■ Problem to solve: With the line containing "of the blue" as the starting point, output the remaining lines of the data exactly as they are, through the last.

■ Exercise material:
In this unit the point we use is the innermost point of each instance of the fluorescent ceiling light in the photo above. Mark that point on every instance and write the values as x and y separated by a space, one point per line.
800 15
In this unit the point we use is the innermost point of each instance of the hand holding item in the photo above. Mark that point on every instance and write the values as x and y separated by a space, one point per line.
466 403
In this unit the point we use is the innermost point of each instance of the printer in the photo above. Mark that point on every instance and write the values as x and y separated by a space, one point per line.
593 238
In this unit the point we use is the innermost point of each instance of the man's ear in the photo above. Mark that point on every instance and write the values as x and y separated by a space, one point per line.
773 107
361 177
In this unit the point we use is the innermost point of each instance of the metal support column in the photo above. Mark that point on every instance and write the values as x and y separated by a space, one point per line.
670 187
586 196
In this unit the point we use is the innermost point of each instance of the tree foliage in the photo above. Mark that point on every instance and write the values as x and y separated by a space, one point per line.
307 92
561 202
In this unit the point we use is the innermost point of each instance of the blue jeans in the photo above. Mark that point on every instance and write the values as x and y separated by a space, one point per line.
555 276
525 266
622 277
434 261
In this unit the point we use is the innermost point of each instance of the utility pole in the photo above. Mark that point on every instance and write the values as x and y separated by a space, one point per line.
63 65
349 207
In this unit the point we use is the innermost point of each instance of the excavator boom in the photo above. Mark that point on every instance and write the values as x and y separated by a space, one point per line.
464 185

■ Completed task:
In this unit the point we use is the innermost point of each instance of the blue jeans in the photo above. Mark that point on every instance and write the values as x and y separated by a space, one point per line.
555 276
525 266
622 277
434 261
In this unit the point we use is the innermost point of each instance of the utility pole in the photo above. Mark that point on every instance and write the values as x and y separated by a space, one point per line.
63 65
349 207
In this unit the point we use is the innermost point of each instance of the excavator boom in the photo above. Mark that point on every instance and write the values as x and y separated by a space, one point per line.
464 185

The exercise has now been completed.